§ **SHORT PROBLEM**:
Write out again only the lines between the one with "Task: point out every instance of the blue rimmed" and the end of the records below, both ends counted, and don't include the pictures.

§ **RECORDS FOR THE EXERCISE**:

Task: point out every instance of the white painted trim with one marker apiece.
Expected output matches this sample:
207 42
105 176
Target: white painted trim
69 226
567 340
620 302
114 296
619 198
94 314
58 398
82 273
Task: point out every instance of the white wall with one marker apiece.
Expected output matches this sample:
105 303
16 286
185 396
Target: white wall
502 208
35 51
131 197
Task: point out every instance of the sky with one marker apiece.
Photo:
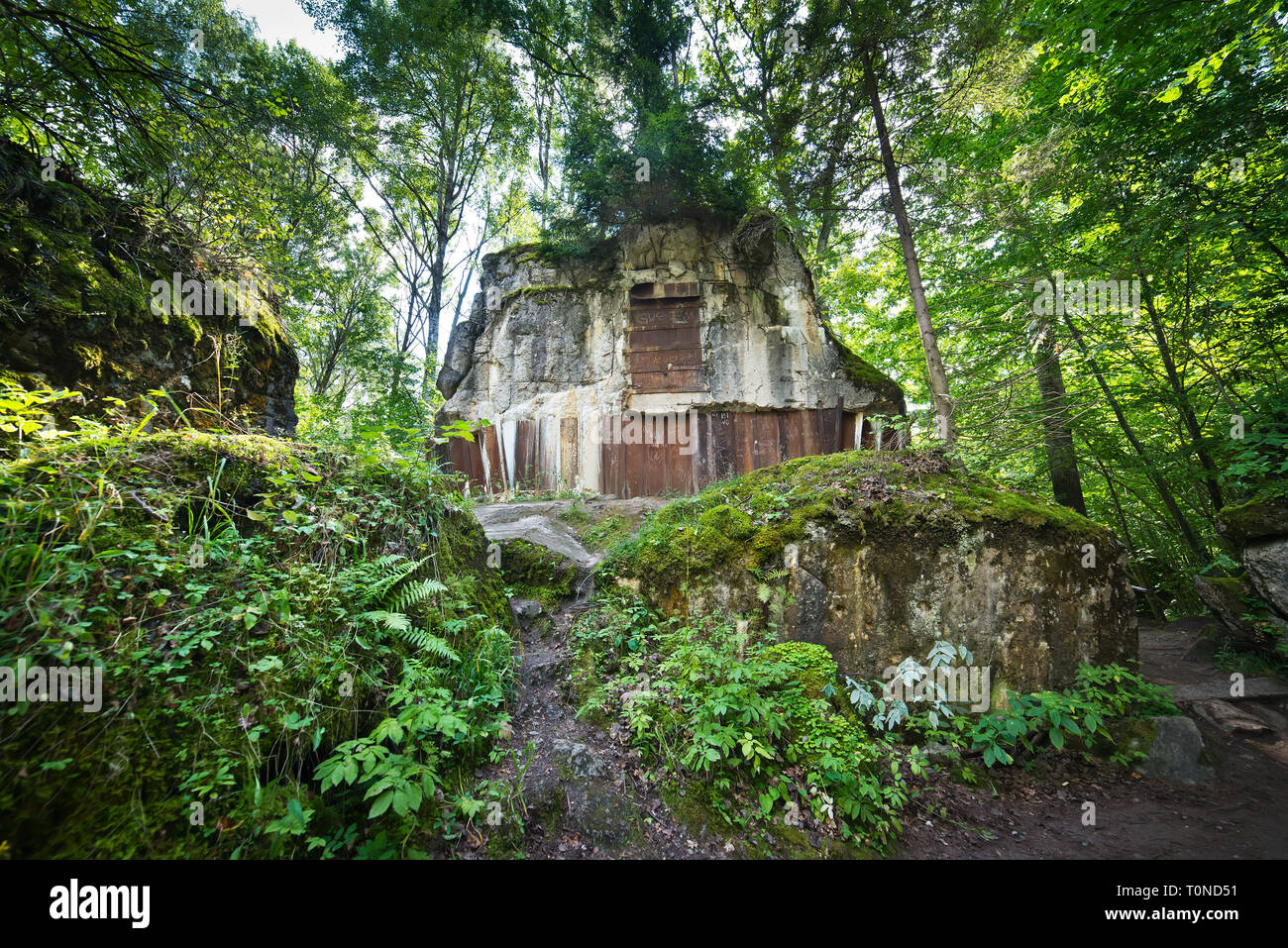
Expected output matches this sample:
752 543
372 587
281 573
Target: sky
283 20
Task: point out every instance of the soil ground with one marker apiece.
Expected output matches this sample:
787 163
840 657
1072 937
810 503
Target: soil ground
1022 811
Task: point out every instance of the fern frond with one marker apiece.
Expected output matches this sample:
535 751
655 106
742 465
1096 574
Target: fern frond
412 594
425 640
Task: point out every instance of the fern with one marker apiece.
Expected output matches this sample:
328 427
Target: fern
387 584
413 594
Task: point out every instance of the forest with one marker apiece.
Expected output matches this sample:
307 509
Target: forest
1052 233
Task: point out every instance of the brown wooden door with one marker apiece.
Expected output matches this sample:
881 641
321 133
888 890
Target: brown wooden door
665 346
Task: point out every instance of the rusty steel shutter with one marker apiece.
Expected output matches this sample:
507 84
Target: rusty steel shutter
665 344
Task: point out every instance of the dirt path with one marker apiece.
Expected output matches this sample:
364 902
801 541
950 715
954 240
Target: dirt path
584 793
587 796
1039 813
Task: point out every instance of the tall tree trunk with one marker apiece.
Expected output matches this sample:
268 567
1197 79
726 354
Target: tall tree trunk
1164 492
1183 398
935 372
1057 433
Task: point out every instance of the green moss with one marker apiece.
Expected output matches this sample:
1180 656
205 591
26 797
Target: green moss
746 522
535 572
814 666
189 685
540 294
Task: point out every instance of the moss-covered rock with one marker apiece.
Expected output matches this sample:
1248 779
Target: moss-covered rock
881 554
226 586
76 309
533 572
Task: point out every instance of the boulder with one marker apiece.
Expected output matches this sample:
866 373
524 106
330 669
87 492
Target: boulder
78 311
1225 599
1176 753
1266 563
877 556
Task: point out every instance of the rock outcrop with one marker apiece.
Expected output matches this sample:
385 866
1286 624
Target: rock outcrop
876 556
78 308
1257 531
712 331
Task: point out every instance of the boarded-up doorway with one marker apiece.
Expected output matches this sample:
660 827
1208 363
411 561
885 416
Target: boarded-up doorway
665 344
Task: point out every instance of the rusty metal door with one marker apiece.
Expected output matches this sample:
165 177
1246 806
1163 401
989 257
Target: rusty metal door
665 344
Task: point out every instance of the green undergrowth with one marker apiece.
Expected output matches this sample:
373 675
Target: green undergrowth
747 520
915 707
748 729
764 742
301 651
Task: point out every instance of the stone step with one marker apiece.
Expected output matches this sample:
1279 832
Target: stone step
1231 720
1257 687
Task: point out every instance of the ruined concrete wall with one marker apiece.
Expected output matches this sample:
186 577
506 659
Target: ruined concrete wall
546 357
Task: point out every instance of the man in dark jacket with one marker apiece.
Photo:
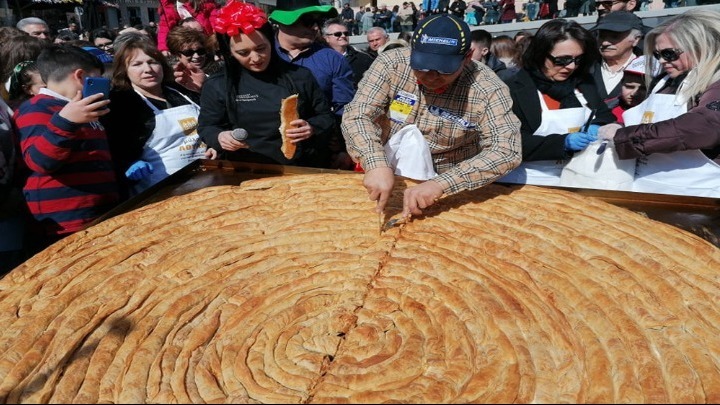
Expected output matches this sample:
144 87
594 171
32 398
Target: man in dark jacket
335 32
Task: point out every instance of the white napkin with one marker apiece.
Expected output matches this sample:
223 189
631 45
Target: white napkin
409 155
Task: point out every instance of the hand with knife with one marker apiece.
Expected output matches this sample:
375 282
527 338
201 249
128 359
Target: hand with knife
379 183
578 141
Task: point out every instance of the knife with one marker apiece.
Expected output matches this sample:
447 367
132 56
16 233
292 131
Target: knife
602 147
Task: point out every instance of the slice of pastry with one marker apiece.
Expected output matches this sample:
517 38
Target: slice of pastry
288 113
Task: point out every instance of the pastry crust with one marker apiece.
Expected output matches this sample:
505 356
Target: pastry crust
282 290
288 114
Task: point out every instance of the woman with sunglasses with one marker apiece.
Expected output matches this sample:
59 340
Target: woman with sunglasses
554 97
240 114
674 133
152 125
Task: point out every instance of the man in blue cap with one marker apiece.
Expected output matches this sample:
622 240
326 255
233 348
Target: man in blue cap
461 108
298 28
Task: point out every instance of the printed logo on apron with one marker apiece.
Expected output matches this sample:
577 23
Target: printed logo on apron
189 125
174 143
562 121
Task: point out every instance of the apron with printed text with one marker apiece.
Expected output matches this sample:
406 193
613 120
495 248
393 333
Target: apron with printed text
687 172
173 144
562 121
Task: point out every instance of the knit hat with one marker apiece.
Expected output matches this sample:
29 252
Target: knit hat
287 12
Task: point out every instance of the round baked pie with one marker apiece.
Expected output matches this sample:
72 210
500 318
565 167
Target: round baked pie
284 290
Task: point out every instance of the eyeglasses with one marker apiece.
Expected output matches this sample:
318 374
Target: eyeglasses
608 3
565 60
190 52
339 34
668 54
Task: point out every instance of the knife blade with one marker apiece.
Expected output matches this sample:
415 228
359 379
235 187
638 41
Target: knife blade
602 147
395 222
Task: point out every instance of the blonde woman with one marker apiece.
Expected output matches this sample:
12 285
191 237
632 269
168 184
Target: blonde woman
674 132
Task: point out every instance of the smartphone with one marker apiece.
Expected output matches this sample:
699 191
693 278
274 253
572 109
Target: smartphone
94 85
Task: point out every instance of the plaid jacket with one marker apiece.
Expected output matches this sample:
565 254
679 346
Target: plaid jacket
473 135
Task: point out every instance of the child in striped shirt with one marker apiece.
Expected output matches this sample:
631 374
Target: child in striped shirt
71 180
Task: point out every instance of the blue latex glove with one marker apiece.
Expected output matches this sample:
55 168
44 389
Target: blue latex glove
592 130
578 141
139 170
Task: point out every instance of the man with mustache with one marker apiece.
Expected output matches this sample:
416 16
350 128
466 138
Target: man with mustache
618 35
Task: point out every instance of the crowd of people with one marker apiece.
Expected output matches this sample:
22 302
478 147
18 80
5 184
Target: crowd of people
451 107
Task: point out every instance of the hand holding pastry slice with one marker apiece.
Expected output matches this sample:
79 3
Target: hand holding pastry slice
288 114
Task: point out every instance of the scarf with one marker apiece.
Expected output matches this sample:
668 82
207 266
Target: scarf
564 91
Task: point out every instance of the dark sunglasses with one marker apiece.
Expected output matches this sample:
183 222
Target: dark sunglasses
436 71
190 52
608 3
668 54
310 20
564 60
340 34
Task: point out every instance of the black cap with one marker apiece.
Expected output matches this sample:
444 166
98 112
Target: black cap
620 21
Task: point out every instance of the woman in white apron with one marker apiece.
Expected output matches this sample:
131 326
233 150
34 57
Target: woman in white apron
675 135
553 101
152 127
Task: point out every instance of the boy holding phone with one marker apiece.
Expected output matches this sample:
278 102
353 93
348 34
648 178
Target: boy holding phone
71 180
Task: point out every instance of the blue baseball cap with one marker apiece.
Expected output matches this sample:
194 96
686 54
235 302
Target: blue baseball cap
440 42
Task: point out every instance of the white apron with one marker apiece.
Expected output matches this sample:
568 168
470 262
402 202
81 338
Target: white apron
687 172
173 144
562 121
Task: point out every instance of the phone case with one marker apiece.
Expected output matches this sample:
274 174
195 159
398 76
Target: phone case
94 85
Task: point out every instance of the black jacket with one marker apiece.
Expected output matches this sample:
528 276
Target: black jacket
526 106
256 108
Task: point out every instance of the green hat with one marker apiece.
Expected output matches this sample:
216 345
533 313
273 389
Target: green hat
287 12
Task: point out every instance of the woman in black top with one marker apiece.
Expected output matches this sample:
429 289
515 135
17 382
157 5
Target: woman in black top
248 94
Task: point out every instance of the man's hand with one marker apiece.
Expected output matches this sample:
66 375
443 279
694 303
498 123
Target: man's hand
211 154
419 197
189 77
227 142
83 110
299 130
379 183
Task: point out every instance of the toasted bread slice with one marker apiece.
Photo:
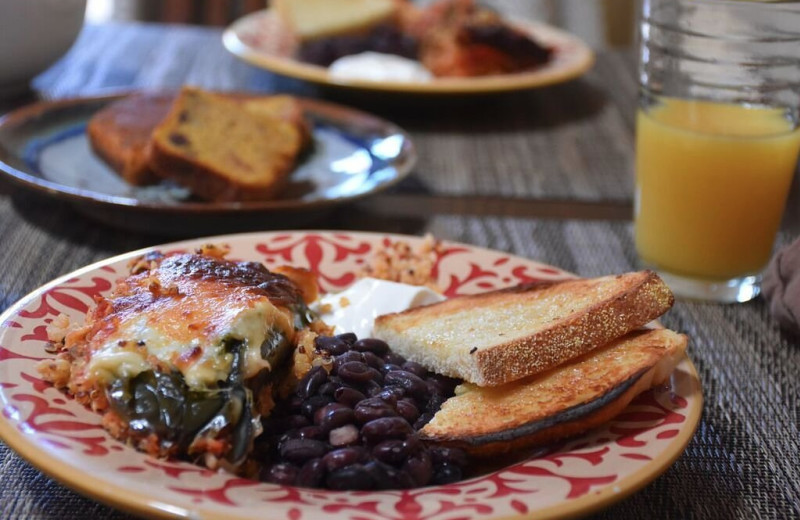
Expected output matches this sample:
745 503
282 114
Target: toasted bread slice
565 401
120 134
314 19
222 150
501 336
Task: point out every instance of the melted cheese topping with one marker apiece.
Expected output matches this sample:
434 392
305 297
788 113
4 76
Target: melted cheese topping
185 326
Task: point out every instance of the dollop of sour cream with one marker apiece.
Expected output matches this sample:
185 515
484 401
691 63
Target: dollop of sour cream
355 308
376 66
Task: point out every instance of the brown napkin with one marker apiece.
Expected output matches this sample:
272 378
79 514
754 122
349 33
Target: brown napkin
781 286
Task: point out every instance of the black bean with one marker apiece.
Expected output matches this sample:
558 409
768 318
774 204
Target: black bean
385 428
443 454
373 408
383 476
331 344
348 396
388 367
375 345
350 477
312 474
329 387
294 402
314 403
394 358
348 337
420 468
311 382
415 368
446 473
301 450
343 436
342 457
297 421
357 372
333 415
352 355
412 445
373 360
310 432
412 384
392 451
424 419
443 384
281 473
407 409
434 402
371 388
391 394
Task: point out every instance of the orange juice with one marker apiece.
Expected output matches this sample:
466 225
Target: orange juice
711 184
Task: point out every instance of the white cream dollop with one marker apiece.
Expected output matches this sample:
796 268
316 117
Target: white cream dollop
375 66
355 308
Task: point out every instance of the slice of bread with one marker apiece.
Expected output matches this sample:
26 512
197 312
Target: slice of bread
120 134
222 150
501 336
315 19
566 401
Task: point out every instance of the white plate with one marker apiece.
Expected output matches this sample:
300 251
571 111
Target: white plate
262 40
66 441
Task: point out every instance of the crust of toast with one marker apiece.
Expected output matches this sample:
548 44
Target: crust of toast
563 402
120 134
500 336
223 151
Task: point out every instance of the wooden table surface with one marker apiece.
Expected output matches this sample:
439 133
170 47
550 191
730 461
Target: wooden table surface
545 174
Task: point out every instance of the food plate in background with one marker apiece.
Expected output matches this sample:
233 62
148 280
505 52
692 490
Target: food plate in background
262 39
66 441
44 146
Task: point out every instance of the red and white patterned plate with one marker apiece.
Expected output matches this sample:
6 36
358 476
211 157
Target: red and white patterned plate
66 441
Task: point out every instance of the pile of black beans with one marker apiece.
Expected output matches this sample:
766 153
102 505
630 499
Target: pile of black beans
354 426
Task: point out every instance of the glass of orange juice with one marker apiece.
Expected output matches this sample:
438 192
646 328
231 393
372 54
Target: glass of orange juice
717 140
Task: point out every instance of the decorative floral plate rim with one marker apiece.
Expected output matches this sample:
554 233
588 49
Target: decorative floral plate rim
260 39
576 477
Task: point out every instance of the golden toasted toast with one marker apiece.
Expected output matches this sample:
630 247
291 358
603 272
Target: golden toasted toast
568 400
500 336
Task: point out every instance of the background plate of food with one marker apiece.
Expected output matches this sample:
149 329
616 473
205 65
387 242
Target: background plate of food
171 163
453 46
68 441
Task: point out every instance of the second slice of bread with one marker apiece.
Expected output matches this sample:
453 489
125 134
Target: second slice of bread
500 336
225 149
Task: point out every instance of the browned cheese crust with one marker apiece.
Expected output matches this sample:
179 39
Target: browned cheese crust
566 401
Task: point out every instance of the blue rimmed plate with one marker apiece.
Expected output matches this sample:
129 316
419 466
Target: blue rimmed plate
44 146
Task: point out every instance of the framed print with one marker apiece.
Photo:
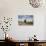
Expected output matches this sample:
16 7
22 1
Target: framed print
25 19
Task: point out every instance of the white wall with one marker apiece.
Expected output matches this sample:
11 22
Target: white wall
13 8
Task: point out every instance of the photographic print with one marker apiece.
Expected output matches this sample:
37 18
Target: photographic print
25 19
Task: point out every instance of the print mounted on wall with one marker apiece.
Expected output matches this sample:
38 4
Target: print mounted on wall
25 19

§ **SOLUTION TO THE EXERCISE**:
Task: point out every instance of the blue rimmed plate with one marker apiece.
Expected output matches this sample:
129 316
419 466
Target: blue rimmed plate
44 146
Task: point out every instance of the framed print with one marker apiece.
Photo:
Expected output matches this sample:
16 7
22 1
Target: framed print
25 19
Task: point out every instance of the white wall with one marker apiece.
Expected output matches this sample:
11 22
Target: white wall
13 8
Task: point out every instance of the photographic print with one marker apiece.
Expected output matches this sample:
37 18
Target: photographic print
25 19
Task: point out every instance of the print mounted on wall with one marker apiece.
Expected output matches this sample:
38 4
Target: print mounted on wall
25 19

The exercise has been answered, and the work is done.